[WORK REQUIRED] Lines from the one containing "Query: black hair" through the end of the entries below: set them down exactly, both ends included, with nothing added.

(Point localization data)
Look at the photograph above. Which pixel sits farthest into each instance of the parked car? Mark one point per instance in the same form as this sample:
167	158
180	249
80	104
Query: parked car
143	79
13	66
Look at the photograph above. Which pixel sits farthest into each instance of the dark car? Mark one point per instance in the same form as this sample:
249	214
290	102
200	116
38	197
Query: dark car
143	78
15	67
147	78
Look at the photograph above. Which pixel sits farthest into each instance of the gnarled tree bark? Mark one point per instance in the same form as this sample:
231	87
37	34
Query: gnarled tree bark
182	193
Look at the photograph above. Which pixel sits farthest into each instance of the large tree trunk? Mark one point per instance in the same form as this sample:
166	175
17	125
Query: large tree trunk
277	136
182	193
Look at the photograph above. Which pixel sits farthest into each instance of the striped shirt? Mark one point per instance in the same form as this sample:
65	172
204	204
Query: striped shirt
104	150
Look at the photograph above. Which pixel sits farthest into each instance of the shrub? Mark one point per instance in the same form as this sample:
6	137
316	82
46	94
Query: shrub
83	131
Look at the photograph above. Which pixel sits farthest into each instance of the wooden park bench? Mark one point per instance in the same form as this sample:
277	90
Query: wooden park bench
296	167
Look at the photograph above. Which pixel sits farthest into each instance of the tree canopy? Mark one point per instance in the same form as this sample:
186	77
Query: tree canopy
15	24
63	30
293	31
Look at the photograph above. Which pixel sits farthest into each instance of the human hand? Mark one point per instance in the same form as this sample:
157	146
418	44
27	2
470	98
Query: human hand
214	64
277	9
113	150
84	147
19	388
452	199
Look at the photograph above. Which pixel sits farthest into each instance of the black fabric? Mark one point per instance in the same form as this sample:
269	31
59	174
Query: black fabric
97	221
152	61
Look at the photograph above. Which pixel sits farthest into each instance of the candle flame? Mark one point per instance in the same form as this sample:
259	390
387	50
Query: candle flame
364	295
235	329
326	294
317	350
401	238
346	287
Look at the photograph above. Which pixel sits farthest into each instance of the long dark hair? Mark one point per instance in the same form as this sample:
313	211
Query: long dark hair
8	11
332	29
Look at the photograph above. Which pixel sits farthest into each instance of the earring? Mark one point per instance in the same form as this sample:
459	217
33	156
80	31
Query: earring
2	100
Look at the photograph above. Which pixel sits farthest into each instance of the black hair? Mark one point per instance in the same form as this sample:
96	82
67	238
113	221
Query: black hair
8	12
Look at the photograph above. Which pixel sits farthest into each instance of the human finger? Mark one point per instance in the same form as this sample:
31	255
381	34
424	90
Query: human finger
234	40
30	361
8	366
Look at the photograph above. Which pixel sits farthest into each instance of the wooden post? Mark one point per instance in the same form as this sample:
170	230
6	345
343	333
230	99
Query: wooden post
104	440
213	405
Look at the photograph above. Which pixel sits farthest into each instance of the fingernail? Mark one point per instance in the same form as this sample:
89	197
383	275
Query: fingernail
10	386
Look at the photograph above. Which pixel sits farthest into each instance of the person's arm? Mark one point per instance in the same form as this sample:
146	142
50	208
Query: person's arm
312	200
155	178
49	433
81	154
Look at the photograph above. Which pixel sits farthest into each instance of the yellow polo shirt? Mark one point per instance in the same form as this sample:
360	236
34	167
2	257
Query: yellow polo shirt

[TASK OUTPUT]
Query: black hair
8	12
Look at the photograph above. Which pixel sits farthest into each instance of the human finger? Mark one point per instance in the same form as this sample:
31	255
381	34
424	90
Query: human finger
234	40
30	361
8	366
Look at the photograph above. Which pixel sits farthest into each instance of the wooden post? Mark one point per instance in the same form as this sample:
170	230
6	345
343	333
230	99
Query: wooden post
104	440
213	405
Look at the photograph above. Which pixel sits farthest into each instance of the fingernail? Mark one point per instance in the same form as this sample:
89	197
383	275
Query: fingernail
10	386
Look at the photograph above. Which pixel sits farthest into each instance of the person's arm? Mark one point per instance in the same form as this sample:
146	142
50	208
Query: person's arm
312	200
155	178
49	433
81	154
Look at the photograph above. Which pixel sits farthest into each instance of the yellow polo shirt? Mark one point per instance in the same form as this sample:
360	236
34	167
2	257
Query: yellow polo shirt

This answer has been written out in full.